QUESTIONS ->
A) Can you rewrite the Open Cirrus passage starting at "The Open Cirrus test-bed" and ending at "Hadoop and HDFS.", renaming "test-bed" to "testbed" throughout?
B) How would the Open Cirrus passage go on after its final sentence? Continue it from there.

TEXT PROVIDED ->
== Segment start ==
To achieve those goals, Open Cirrus provides a world-wide, federated collection of cloud computing sites and a software architecture designed to unify those sites into a coherent platform. The sites (shown in Figure 1), each of which includes a cluster of at least 1,000 cores, are provided by the Open Cirrus collaborating institutions: HP, Intel, Yahoo!, the University of Illinois (UIUC), Karlsruhe Institute of Technology (KIT), the Infocomm Development Authority (IDA) of Singapore, the Russian Academy of Sciences (RAS), the Electronics and Telecommunications Research Institute (ETRI) of South Korea, the Malaysian Institute Of Microelectronic Systems (MIMOS), and Carnegie Mellon University (CMU).
The Open Cirrus test-bed is intended to support research at various levels of the cloud-computing stack from the lowest layers that interact directly with hardware to the highest application layers. However, research in the upper layers requires that lower-level software be available and stable. Consequently, the Open Cirrus community has adopted a common software service architecture; the core services of this architecture are shown in Figure 2. All core software components are open-source projects managed by the Apache Software Foundation. Intel Labs has made significant contributions to the development of Zoni and Tashi, and Yahoo! has made significant contributions to the development of Hadoop and HDFS.
== Segment end ==
EXTRACTED MATERIAL ->
== Segment start ==
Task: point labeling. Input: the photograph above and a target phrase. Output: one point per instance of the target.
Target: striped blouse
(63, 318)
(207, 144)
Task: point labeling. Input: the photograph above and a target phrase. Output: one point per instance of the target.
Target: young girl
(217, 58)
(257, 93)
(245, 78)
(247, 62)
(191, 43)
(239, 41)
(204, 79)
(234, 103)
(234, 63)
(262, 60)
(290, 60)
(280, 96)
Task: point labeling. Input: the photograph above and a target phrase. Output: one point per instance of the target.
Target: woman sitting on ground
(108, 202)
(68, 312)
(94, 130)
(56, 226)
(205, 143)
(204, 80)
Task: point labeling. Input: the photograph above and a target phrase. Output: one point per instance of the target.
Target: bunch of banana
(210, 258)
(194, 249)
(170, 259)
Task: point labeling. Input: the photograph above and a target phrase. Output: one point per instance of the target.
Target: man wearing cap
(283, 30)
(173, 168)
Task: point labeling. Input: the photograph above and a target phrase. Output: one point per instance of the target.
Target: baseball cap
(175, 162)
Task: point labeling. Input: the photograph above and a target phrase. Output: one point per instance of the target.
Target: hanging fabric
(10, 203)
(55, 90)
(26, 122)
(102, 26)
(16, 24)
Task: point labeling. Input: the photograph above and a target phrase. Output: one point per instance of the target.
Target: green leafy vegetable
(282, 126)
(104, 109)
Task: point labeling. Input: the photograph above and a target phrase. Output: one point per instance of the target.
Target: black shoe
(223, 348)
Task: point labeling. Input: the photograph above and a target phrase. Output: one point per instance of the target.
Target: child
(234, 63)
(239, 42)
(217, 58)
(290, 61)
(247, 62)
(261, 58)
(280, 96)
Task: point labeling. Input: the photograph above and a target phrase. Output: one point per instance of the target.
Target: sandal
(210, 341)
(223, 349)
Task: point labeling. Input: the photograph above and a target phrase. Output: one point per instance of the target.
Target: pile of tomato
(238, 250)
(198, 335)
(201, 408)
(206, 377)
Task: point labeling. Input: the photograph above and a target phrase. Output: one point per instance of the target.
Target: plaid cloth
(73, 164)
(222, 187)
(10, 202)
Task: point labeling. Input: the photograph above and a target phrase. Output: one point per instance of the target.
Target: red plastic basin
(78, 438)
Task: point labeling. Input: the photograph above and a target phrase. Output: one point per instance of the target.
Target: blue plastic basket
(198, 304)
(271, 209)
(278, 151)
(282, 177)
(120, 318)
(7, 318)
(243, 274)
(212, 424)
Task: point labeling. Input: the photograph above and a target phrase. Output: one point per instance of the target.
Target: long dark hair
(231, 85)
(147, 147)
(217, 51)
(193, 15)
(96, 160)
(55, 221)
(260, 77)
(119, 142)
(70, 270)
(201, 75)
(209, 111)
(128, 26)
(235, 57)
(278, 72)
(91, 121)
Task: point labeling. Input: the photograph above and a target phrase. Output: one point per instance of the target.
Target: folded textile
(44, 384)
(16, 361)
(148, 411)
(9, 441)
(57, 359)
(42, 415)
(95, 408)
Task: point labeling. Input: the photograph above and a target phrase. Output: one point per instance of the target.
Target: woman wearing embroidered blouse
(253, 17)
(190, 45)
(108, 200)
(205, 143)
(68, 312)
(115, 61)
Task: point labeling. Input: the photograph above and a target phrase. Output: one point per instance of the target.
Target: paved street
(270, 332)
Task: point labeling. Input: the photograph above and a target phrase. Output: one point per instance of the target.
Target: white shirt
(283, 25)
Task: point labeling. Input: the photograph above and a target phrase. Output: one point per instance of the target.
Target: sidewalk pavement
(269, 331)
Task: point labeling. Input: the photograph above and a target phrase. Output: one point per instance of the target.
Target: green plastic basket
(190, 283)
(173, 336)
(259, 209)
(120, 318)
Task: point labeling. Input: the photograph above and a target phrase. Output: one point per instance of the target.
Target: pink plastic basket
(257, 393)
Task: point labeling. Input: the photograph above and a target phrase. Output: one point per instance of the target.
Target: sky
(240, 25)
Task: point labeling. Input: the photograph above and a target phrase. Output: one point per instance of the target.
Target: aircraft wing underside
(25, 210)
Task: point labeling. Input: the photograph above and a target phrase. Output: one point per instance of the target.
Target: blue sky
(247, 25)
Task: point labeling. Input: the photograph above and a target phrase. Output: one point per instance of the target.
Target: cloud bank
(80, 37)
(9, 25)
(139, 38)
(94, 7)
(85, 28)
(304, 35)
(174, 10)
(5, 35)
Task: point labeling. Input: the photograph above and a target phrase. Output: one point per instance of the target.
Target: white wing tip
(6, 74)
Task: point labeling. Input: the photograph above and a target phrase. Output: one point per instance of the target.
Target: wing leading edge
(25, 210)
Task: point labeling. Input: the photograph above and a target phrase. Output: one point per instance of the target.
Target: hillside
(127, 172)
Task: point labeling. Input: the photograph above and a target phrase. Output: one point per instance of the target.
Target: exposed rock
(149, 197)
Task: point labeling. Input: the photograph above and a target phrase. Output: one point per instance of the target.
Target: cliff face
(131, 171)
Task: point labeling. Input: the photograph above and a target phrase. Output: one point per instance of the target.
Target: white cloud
== Segment end ==
ANSWERS FOR THE TASKS ->
A)
The Open Cirrus testbed is intended to support research at various levels of the cloud-computing stack from the lowest layers that interact directly with hardware to the highest application layers. However, research in the upper layers requires that lower-level software be available and stable. Consequently, the Open Cirrus community has adopted a common software service architecture; the core services of this architecture are shown in Figure 2. All core software components are open-source projects managed by the Apache Software Foundation. Intel Labs has made significant contributions to the development of Zoni and Tashi, and Yahoo! has made significant contributions to the development of Hadoop and HDFS.

B)
The primary responsibility of the lowest software layer (Zoni) is to partition the cluster into domains. A domain is a set of compute servers that are network-isolated from the rest of the servers in the cluster (by the use of VLANs). When users experiment with system software that interacts with key networking components, such as DHCP services, they, or the cluster system administrators, will first use Zoni to create an isolated domain for the experiment; in this way, if the experiment goes awry, it cannot affect the normal operation of the cluster (and other activity in the cluster cannot interfere with the experiment).
Most of the research that does not interact with core networking services, however, will take place in the primary domain of the cluster. This domain is considered to be for production use. Experiments in the primary domain are isolated from other activity by operating in virtual machine environments, and the virtual machines are managed by a cluster management layer such as Tashi. Tashi enables users to rapidly deploy virtual machine instances in the cluster by specifying attributes of the virtual machine (such as number of processors and the amount of memory) as well as the software that should run within that virtual machine.
However, the data sets in the cluster are potentially valuable to many users, and consequently, are ideally not stored in virtual machine images. Instead, the Open Cirrus core services include a cluster file system that resides beneath the virtual machine layer. In this way, data stored in the cluster file system are accessible from any of the virtual machines operating in the primary domain. After evaluating many cluster storage options, the Hadoop File System (HDFS) best fit the needs of Open Cirrus.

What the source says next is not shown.